▸ **WHAT YOU NEED TO DO**: Repeat the data below word for word, omitting the pictures.

··· RECORD EXCERPTS

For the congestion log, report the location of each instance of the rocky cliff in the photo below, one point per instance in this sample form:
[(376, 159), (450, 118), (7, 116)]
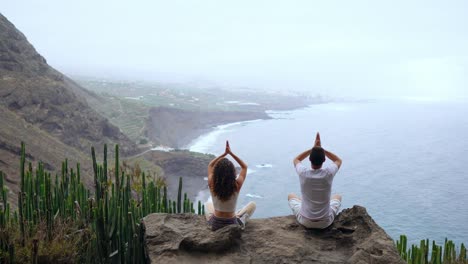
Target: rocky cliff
[(354, 237), (46, 98), (46, 110)]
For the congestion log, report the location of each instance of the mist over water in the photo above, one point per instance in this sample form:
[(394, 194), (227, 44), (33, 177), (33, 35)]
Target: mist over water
[(405, 161)]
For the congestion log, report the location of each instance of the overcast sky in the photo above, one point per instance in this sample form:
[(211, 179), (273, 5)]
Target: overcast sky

······

▸ **RESULT OF THIS TASK**:
For the congestion log, report the location of each instance of the rocky cliff in the photo below, one point per instance in this sample form:
[(376, 159), (450, 118), (7, 116)]
Target: rocky cliff
[(354, 237), (46, 98), (46, 110)]
For the congestion log, report the location of each instance of the mist over water in the photo above, one point per instance in this sample form:
[(394, 194), (227, 44), (33, 177), (33, 35)]
Target: mist over water
[(405, 161)]
For the congestion log, report the location of each instance of the overcast sky in the photo above, one point per instance in this sample form:
[(211, 179), (273, 5)]
Target: overcast sky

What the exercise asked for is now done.